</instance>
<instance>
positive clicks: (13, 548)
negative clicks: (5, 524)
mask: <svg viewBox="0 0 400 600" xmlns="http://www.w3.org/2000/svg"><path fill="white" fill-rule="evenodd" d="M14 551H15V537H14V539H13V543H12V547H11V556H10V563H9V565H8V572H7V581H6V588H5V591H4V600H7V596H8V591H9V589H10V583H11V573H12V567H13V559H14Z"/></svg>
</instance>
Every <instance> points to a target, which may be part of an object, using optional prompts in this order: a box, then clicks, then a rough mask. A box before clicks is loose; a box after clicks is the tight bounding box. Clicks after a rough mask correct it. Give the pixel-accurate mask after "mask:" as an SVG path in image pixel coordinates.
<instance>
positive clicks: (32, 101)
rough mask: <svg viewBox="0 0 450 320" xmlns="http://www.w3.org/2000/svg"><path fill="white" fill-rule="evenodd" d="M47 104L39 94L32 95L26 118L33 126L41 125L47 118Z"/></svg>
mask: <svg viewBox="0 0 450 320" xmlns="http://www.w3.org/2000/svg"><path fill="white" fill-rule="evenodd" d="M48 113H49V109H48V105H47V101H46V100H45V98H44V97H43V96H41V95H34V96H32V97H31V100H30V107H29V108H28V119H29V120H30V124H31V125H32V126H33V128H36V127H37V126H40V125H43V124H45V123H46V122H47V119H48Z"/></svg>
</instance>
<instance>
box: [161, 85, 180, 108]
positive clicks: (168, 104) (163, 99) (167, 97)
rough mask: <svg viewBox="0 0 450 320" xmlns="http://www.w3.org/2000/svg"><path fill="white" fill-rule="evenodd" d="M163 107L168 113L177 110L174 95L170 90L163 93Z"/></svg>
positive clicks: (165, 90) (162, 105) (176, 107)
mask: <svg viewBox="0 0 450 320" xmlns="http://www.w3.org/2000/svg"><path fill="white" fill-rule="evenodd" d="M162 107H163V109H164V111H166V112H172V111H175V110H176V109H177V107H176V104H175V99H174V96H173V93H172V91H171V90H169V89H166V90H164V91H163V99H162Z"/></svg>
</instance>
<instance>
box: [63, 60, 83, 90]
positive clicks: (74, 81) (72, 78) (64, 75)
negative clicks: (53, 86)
************
## What you are asked to do:
Could you retype exactly the lines above from the one containing "box: [161, 85, 180, 108]" through the last line of the records, both included, and nothing else?

## Result of the task:
box: [161, 85, 180, 108]
positive clicks: (168, 104) (163, 99) (167, 97)
rough mask: <svg viewBox="0 0 450 320" xmlns="http://www.w3.org/2000/svg"><path fill="white" fill-rule="evenodd" d="M163 107L168 113L177 110L174 95L170 90L163 93Z"/></svg>
positive clicks: (165, 90) (162, 105) (176, 107)
mask: <svg viewBox="0 0 450 320" xmlns="http://www.w3.org/2000/svg"><path fill="white" fill-rule="evenodd" d="M162 107H163V109H164V111H166V112H172V111H175V110H176V109H177V107H176V104H175V99H174V96H173V93H172V91H171V90H169V89H166V90H164V91H163V99H162Z"/></svg>
</instance>
<instance>
box: [63, 60, 83, 90]
positive clicks: (74, 81) (72, 78) (64, 75)
negative clicks: (53, 86)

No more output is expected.